Your objective |
What is needed is a faithful copy of all the entries, with no pictures in it.

Records provided |
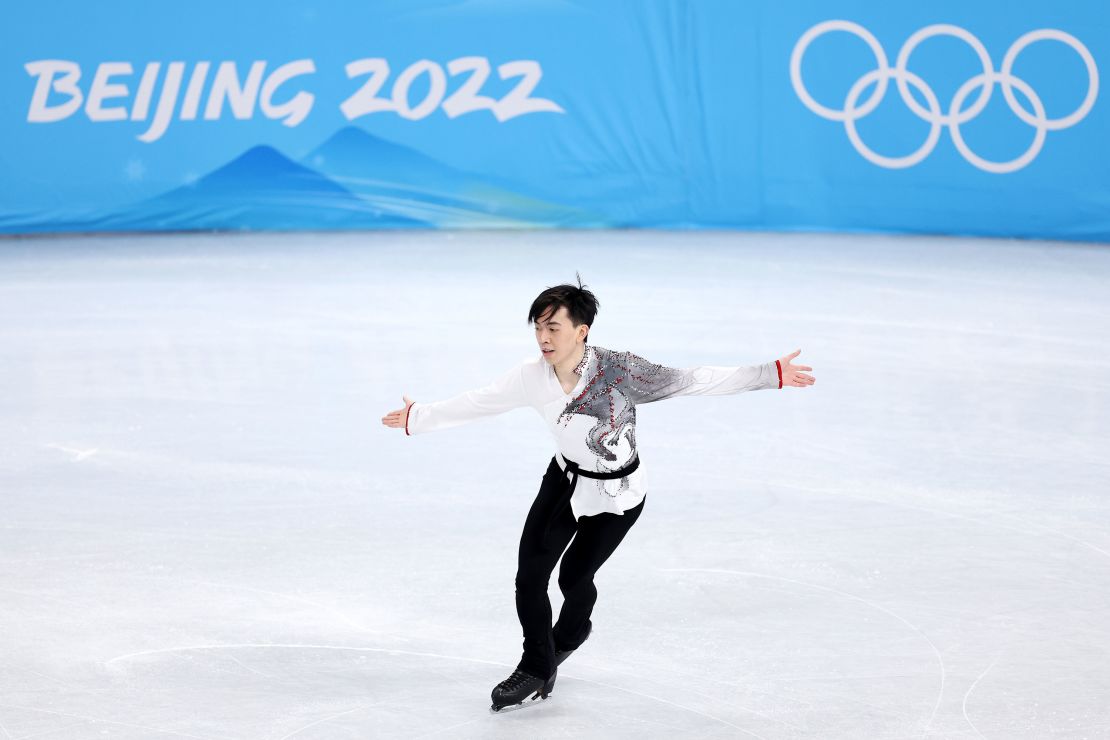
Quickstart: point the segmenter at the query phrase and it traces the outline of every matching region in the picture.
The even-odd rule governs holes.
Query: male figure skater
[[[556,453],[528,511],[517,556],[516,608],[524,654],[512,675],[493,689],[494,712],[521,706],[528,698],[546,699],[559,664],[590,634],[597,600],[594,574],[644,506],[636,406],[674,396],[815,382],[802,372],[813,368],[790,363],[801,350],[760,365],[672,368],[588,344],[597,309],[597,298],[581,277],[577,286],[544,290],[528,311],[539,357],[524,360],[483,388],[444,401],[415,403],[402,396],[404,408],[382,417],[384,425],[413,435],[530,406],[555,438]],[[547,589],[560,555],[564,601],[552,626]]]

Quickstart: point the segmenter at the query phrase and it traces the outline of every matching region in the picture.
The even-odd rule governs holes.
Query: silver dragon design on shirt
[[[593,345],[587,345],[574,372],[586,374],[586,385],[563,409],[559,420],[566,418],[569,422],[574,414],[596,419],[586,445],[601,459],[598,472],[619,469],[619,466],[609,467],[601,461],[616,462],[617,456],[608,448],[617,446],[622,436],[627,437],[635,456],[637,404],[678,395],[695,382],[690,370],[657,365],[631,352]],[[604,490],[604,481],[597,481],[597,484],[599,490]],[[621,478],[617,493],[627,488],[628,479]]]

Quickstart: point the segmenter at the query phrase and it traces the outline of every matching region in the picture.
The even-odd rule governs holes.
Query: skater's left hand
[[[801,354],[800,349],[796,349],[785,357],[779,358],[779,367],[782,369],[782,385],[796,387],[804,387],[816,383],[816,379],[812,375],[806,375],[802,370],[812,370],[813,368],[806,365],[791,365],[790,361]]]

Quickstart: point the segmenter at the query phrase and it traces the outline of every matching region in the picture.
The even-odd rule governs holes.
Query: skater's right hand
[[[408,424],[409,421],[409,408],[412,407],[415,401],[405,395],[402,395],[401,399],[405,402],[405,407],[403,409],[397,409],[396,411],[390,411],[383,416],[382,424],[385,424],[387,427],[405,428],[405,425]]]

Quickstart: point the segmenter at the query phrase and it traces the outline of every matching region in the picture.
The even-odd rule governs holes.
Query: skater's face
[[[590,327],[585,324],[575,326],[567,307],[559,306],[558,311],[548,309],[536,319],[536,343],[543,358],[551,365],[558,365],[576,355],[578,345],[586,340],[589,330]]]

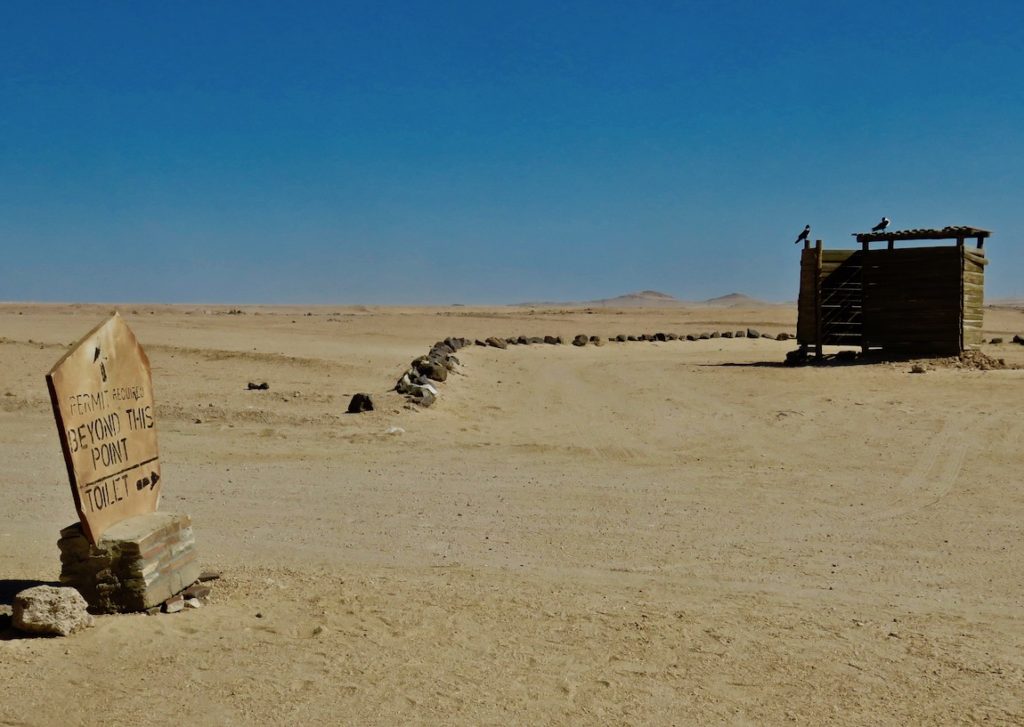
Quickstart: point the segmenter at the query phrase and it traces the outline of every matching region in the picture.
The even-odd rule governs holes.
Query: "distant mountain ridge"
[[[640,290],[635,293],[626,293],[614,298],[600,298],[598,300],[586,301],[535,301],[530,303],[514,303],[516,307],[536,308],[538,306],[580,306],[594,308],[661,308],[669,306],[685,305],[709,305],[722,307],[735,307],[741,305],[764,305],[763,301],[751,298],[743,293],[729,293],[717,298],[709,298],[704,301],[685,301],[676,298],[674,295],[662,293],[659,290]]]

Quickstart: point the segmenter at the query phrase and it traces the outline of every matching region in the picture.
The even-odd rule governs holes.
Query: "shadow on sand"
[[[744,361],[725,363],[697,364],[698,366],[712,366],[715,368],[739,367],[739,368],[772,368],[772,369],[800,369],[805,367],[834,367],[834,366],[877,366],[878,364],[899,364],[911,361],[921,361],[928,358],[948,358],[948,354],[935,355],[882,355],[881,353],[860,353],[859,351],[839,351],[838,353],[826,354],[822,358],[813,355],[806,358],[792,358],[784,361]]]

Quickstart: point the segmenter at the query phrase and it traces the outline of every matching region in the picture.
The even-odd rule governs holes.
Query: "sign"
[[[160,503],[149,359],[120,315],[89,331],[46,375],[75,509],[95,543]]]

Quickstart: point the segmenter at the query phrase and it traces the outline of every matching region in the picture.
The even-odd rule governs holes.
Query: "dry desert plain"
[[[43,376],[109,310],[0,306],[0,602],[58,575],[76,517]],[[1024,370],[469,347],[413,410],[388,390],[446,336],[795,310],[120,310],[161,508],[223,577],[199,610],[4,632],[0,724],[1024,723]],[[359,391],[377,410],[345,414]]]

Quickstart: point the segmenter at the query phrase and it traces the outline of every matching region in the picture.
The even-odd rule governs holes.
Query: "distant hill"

Task response |
Quickstart: point the segmenter at the query phrase and it traces the outline of every matching region in the picture.
The even-odd rule governs holes.
Query: male figure skater
[[[556,453],[528,511],[517,556],[516,608],[524,654],[512,675],[493,689],[494,712],[521,706],[528,698],[546,699],[559,664],[590,634],[597,600],[594,574],[644,506],[636,406],[674,396],[815,382],[802,372],[813,368],[790,363],[801,350],[760,365],[672,368],[588,344],[597,309],[597,298],[581,277],[577,286],[544,290],[528,311],[539,357],[524,360],[483,388],[444,401],[415,403],[402,396],[404,408],[382,417],[384,425],[413,435],[530,406],[555,438]],[[547,589],[560,555],[564,601],[552,626]]]

Quickstart: point the segmenter at the query phrase and it traces the outline of every matching region in the picture.
The even-odd rule governs holes.
Query: silver dragon design on shirt
[[[593,345],[587,345],[574,372],[586,374],[586,385],[563,409],[559,420],[566,418],[569,422],[574,414],[596,419],[586,445],[601,459],[598,472],[619,469],[619,466],[609,467],[601,461],[616,462],[617,456],[608,448],[617,446],[622,436],[627,437],[635,456],[637,404],[678,395],[695,382],[690,370],[657,365],[631,352]],[[604,490],[604,481],[597,481],[597,484],[599,490]],[[621,478],[617,493],[627,488],[628,479]]]

Quickstart: point the segmenter at the query phrase and it traces the outline of every matching region in the picture.
The even-odd rule governs holes.
Query: skater's left hand
[[[801,354],[800,349],[796,349],[785,357],[779,358],[779,367],[782,369],[782,385],[796,387],[804,387],[816,383],[816,379],[812,375],[806,375],[802,370],[812,370],[813,368],[806,365],[791,365],[790,361]]]

Quickstart: point the segmenter at the query phrase and it traces the outline of every matching region in the picture.
The even-odd rule governs holes.
Query: skater's right hand
[[[408,424],[409,421],[409,408],[412,407],[415,401],[405,395],[402,395],[401,399],[405,402],[405,407],[403,409],[397,409],[396,411],[390,411],[383,416],[382,424],[385,424],[387,427],[405,428],[405,425]]]

Quickstart: point the segmenter at the query phrase and it traces the outline of every matching region in the picture.
The even-odd rule governs holes.
Query: skater's face
[[[590,327],[585,324],[575,326],[567,307],[559,306],[558,311],[548,309],[536,319],[536,343],[543,358],[551,365],[558,365],[576,355],[578,345],[586,340],[589,330]]]

Quickstart: point the segmenter at the query phrase and it traces the outline of every matching region in the picture.
The even-odd rule governs holes.
Query: "distant mountain ridge"
[[[640,290],[635,293],[626,293],[614,298],[600,298],[598,300],[586,301],[535,301],[530,303],[514,303],[516,307],[536,308],[538,306],[580,306],[594,308],[661,308],[669,306],[685,305],[709,305],[722,307],[735,307],[741,305],[764,305],[763,301],[751,298],[743,293],[729,293],[717,298],[709,298],[704,301],[685,301],[676,298],[674,295],[662,293],[659,290]]]

Quickstart: point the segmenter at the query phrase and it traces the outline of every matching region in the picture.
The even-odd rule governs holes.
Query: "shadow on sand"
[[[744,361],[725,363],[697,364],[698,366],[712,366],[715,368],[739,367],[739,368],[772,368],[772,369],[800,369],[805,367],[834,367],[834,366],[877,366],[878,364],[899,364],[911,361],[921,361],[928,358],[948,358],[948,354],[935,355],[882,355],[881,353],[860,353],[859,351],[839,351],[838,353],[826,354],[822,358],[813,355],[806,358],[792,358],[784,361]]]

Quickstart: point the segmenter at the query phrase and it traces the outline of every matching region in the picture.
The even-odd rule governs holes.
Query: "sign"
[[[160,503],[149,359],[120,315],[89,331],[46,375],[75,509],[95,543]]]

Quickstart: point the segmenter at the query phrase and it traces the outline of every matching region in the picture.
The even-odd rule governs holes.
Query: "dry desert plain"
[[[43,376],[109,310],[0,306],[0,602],[58,575],[76,517]],[[1024,370],[469,347],[413,410],[388,390],[446,336],[795,310],[120,310],[161,508],[223,577],[199,610],[4,632],[0,724],[1024,723]],[[359,391],[377,410],[345,414]]]

Quickstart: point the segmenter at the query phrase and it traces the outline of every matching region in the picture.
The even-odd rule governs holes.
Query: "distant hill"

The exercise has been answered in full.